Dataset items
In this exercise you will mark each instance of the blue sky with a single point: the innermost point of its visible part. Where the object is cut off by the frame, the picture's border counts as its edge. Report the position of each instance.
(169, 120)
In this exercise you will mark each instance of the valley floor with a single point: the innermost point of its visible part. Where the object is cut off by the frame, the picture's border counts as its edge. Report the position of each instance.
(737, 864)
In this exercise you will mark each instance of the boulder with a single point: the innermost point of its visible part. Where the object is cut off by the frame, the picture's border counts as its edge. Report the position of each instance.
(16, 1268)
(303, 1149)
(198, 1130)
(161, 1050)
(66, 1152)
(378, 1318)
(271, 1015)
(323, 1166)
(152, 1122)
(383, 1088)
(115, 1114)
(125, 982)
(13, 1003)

▸ **Activity**
Output the complete data exactly as written.

▸ **Expected output**
In this exercise you will mark each instance of the blue sky with a single point: the innermost point of its visible part. Where the object is cut off by the frame, the picture's border counts as its edge. Report the position of each instance.
(169, 120)
In this exercise you will mark each instance of the valley floor with a single point: the innermost point of its visible part. Where the object is cut off by the frame, the picture's border counts as its edge. Report the position of each instance.
(737, 864)
In this exercise you will mark each instance of the boulder with a single point: the innermost point of its visible part. Where the object is cut off by the frame, the picture's border counts as its edge. Report the position of each instance.
(16, 1268)
(303, 1149)
(198, 1130)
(161, 1050)
(66, 1152)
(378, 1318)
(271, 1015)
(323, 1166)
(152, 1122)
(383, 1088)
(115, 1114)
(125, 982)
(13, 1003)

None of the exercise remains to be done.